[Stored data]:
========

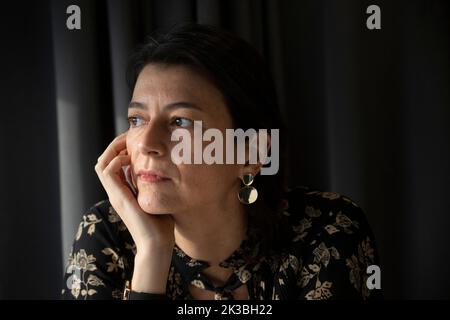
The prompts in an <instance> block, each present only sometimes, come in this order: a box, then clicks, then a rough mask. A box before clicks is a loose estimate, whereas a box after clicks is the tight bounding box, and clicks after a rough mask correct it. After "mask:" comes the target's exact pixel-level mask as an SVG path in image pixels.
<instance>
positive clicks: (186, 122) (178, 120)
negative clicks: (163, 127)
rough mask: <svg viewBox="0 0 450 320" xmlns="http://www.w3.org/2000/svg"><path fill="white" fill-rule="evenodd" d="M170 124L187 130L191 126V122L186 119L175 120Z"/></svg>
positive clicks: (176, 118) (179, 119) (180, 118)
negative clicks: (171, 124) (186, 129)
mask: <svg viewBox="0 0 450 320" xmlns="http://www.w3.org/2000/svg"><path fill="white" fill-rule="evenodd" d="M172 123H173V124H174V125H176V126H177V127H182V128H188V127H191V126H192V124H193V121H192V120H191V119H187V118H175V119H174V120H173V121H172Z"/></svg>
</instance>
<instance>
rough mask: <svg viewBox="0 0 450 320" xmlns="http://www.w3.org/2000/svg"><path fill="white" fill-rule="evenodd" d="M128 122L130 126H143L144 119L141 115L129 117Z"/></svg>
mask: <svg viewBox="0 0 450 320" xmlns="http://www.w3.org/2000/svg"><path fill="white" fill-rule="evenodd" d="M128 123H129V124H130V128H135V127H140V126H142V125H143V123H144V120H143V119H142V118H141V117H128Z"/></svg>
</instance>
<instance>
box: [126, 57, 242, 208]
mask: <svg viewBox="0 0 450 320" xmlns="http://www.w3.org/2000/svg"><path fill="white" fill-rule="evenodd" d="M128 118H129V121H130V129H129V131H128V134H127V151H128V154H130V155H131V168H132V171H131V172H132V175H133V176H132V177H133V180H134V181H135V184H136V186H137V189H138V197H137V198H138V203H139V205H140V206H141V208H142V209H143V210H144V211H145V212H148V213H152V214H164V213H170V214H177V213H179V212H187V211H190V210H199V209H200V210H201V209H202V208H212V207H214V206H217V205H218V204H219V205H220V204H225V203H226V202H225V201H238V199H237V192H238V190H239V186H240V180H239V177H240V169H241V166H242V165H237V164H211V165H208V164H205V163H204V161H203V158H202V164H175V163H174V162H172V160H171V150H172V148H173V147H174V146H175V145H177V144H179V143H180V142H179V141H171V135H172V132H173V131H174V130H175V129H177V128H184V129H187V130H189V132H190V134H191V137H192V139H191V140H192V143H191V159H192V160H193V159H194V155H193V153H194V142H193V140H194V139H193V138H194V123H193V121H194V120H201V121H202V125H203V131H204V130H206V129H208V128H217V129H219V130H220V131H221V132H222V134H223V137H225V129H227V128H232V120H231V116H230V114H229V112H228V109H227V107H226V105H225V102H224V99H223V96H222V94H221V93H220V92H219V91H218V90H217V89H216V88H215V87H214V86H213V85H212V84H211V83H210V82H209V81H208V80H207V79H206V78H205V77H203V76H201V75H200V74H199V73H196V72H195V71H193V70H192V69H190V68H189V67H186V66H167V65H161V64H150V65H147V66H146V67H145V68H144V69H143V70H142V72H141V73H140V74H139V77H138V79H137V82H136V85H135V88H134V92H133V97H132V99H131V103H130V108H129V109H128ZM209 143H210V142H203V143H202V149H203V148H205V146H206V145H208V144H209ZM224 145H225V139H224ZM192 162H193V161H192ZM140 170H149V171H157V172H159V173H160V174H162V175H164V176H165V177H167V178H168V179H166V180H162V181H156V182H155V181H148V179H147V181H146V180H145V178H146V177H145V176H140V175H139V171H140ZM147 178H148V176H147Z"/></svg>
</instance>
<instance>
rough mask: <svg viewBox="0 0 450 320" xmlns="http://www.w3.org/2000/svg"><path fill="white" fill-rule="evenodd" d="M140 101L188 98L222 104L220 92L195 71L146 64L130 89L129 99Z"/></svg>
mask: <svg viewBox="0 0 450 320" xmlns="http://www.w3.org/2000/svg"><path fill="white" fill-rule="evenodd" d="M132 100H137V101H141V102H144V103H152V102H156V101H160V102H164V103H170V102H173V101H175V100H176V101H189V102H194V103H196V104H203V105H210V106H215V107H219V106H223V107H225V103H224V99H223V95H222V94H221V92H220V91H219V90H218V89H217V88H216V87H215V86H214V85H213V84H212V83H211V81H209V79H208V78H207V77H205V76H203V75H201V74H200V73H199V72H196V71H195V70H193V69H192V68H190V67H187V66H178V65H176V66H172V65H162V64H150V65H147V66H145V67H144V69H142V71H141V73H140V74H139V77H138V79H137V81H136V85H135V87H134V91H133V99H132Z"/></svg>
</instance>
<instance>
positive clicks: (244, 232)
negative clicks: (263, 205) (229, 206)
mask: <svg viewBox="0 0 450 320" xmlns="http://www.w3.org/2000/svg"><path fill="white" fill-rule="evenodd" d="M174 220H175V243H176V244H177V246H178V247H180V249H181V250H183V251H184V252H185V253H186V254H187V255H188V256H190V257H191V258H194V259H197V260H202V261H206V262H208V263H209V264H210V266H211V267H214V266H217V265H218V264H219V263H220V262H222V261H224V260H225V259H227V258H228V257H229V256H230V255H231V254H232V253H233V252H234V251H235V250H236V249H237V248H239V246H240V244H241V242H242V240H244V239H245V236H246V232H247V215H246V213H245V210H244V208H243V206H242V205H241V204H240V203H235V204H234V205H233V206H230V207H228V208H226V207H224V206H220V205H219V206H214V207H211V208H208V209H207V210H203V211H196V212H191V213H185V214H184V213H183V214H180V215H176V216H175V215H174Z"/></svg>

========

[Assignment]:
Print each entry shown above with exact wording and no pictures.

[Response area]:
The prompts in an <instance> block, each present only sometimes, come in this order: a box, then clicks, then a rough mask. A box before clicks is a loose estimate, whereas a box after clicks is the tight bounding box, and clicks after a rough mask correct it. After "mask:" comes the target's exact pixel-level mask as an SVG path in image pixels.
<instance>
positive clicks: (186, 122) (178, 120)
negative clicks: (163, 127)
rough mask: <svg viewBox="0 0 450 320" xmlns="http://www.w3.org/2000/svg"><path fill="white" fill-rule="evenodd" d="M170 124L187 130L191 126V122L186 119L175 120Z"/></svg>
positive clicks: (176, 118) (179, 119) (180, 118)
negative clicks: (171, 124) (186, 129)
mask: <svg viewBox="0 0 450 320" xmlns="http://www.w3.org/2000/svg"><path fill="white" fill-rule="evenodd" d="M172 123H173V124H174V125H176V126H177V127H182V128H188V127H191V126H192V124H193V121H192V120H191V119H187V118H175V119H174V120H173V121H172Z"/></svg>
</instance>
<instance>
rough mask: <svg viewBox="0 0 450 320" xmlns="http://www.w3.org/2000/svg"><path fill="white" fill-rule="evenodd" d="M128 122L130 126H143L144 119L141 115L129 117Z"/></svg>
mask: <svg viewBox="0 0 450 320" xmlns="http://www.w3.org/2000/svg"><path fill="white" fill-rule="evenodd" d="M128 123H129V124H130V128H135V127H140V126H142V125H143V123H144V120H143V119H142V118H141V117H128Z"/></svg>
</instance>
<instance>
box: [126, 57, 242, 208]
mask: <svg viewBox="0 0 450 320" xmlns="http://www.w3.org/2000/svg"><path fill="white" fill-rule="evenodd" d="M128 118H129V121H130V129H129V131H128V134H127V151H128V154H130V155H131V168H132V171H131V172H132V175H133V176H132V177H133V180H134V181H135V184H136V186H137V189H138V197H137V198H138V203H139V205H140V206H141V208H142V209H143V210H144V211H145V212H148V213H152V214H164V213H170V214H177V213H179V212H187V211H190V210H199V209H200V210H201V209H202V208H212V207H214V206H217V205H218V204H219V205H220V204H225V203H226V202H225V201H238V199H237V192H238V190H239V186H240V180H239V177H240V169H241V166H242V165H237V164H211V165H208V164H205V163H204V161H203V158H202V164H175V163H174V162H172V160H171V150H172V148H173V147H174V146H175V145H177V144H179V143H180V142H179V141H171V135H172V132H173V131H174V130H175V129H177V128H184V129H187V130H189V132H190V134H191V137H192V139H191V140H192V143H191V159H192V160H193V159H194V155H193V153H194V142H193V140H194V139H193V138H194V123H193V121H194V120H201V121H202V125H203V131H204V130H206V129H208V128H217V129H219V130H220V131H221V132H222V134H223V137H225V129H227V128H232V120H231V116H230V114H229V112H228V109H227V107H226V105H225V102H224V99H223V96H222V94H221V93H220V92H219V91H218V90H217V89H216V88H215V87H214V86H213V85H212V84H211V83H210V82H209V81H208V80H207V79H206V78H205V77H203V76H201V75H200V74H199V73H196V72H195V71H193V70H192V69H190V68H189V67H186V66H167V65H161V64H150V65H147V66H146V67H145V68H144V69H143V70H142V72H141V73H140V74H139V77H138V79H137V82H136V85H135V88H134V92H133V97H132V99H131V103H130V108H129V109H128ZM209 143H210V142H203V143H202V149H203V148H205V146H206V145H208V144H209ZM224 145H225V139H224ZM192 162H193V161H192ZM140 170H149V171H157V172H159V173H160V174H162V175H164V176H165V177H167V178H168V179H166V180H162V181H156V182H155V181H148V179H147V181H146V180H145V178H146V177H145V176H140V175H139V171H140ZM147 178H148V176H147Z"/></svg>
</instance>
<instance>
rough mask: <svg viewBox="0 0 450 320" xmlns="http://www.w3.org/2000/svg"><path fill="white" fill-rule="evenodd" d="M140 101L188 98L222 104L220 92L195 71L146 64L130 89L129 99Z"/></svg>
mask: <svg viewBox="0 0 450 320" xmlns="http://www.w3.org/2000/svg"><path fill="white" fill-rule="evenodd" d="M132 100H137V101H141V102H144V103H152V102H156V101H160V102H164V103H170V102H173V101H175V100H176V101H189V102H194V103H196V104H203V105H210V106H215V107H219V106H223V107H225V103H224V99H223V95H222V94H221V92H220V91H219V90H218V89H217V88H216V87H215V86H214V85H213V84H212V83H211V81H209V79H208V78H207V77H205V76H203V75H201V74H200V73H199V72H196V71H195V70H193V69H192V68H190V67H187V66H178V65H176V66H172V65H162V64H150V65H147V66H145V67H144V69H142V71H141V73H140V74H139V77H138V79H137V81H136V85H135V87H134V91H133V99H132Z"/></svg>
</instance>
<instance>
positive clicks: (244, 232)
negative clicks: (263, 205) (229, 206)
mask: <svg viewBox="0 0 450 320" xmlns="http://www.w3.org/2000/svg"><path fill="white" fill-rule="evenodd" d="M174 220H175V243H176V244H177V246H178V247H180V249H181V250H183V251H184V252H185V253H186V254H187V255H188V256H190V257H191V258H194V259H197V260H202V261H206V262H208V263H209V264H210V266H211V267H214V266H217V265H218V264H219V263H220V262H222V261H224V260H225V259H227V258H228V257H229V256H230V255H231V254H232V253H233V252H234V251H235V250H236V249H237V248H239V246H240V244H241V242H242V240H244V239H245V236H246V232H247V215H246V213H245V210H244V208H243V206H242V205H241V204H240V203H235V204H234V205H233V206H230V207H228V208H226V207H224V206H220V205H219V206H214V207H211V208H208V209H207V210H203V211H196V212H191V213H185V214H184V213H183V214H180V215H176V216H175V215H174Z"/></svg>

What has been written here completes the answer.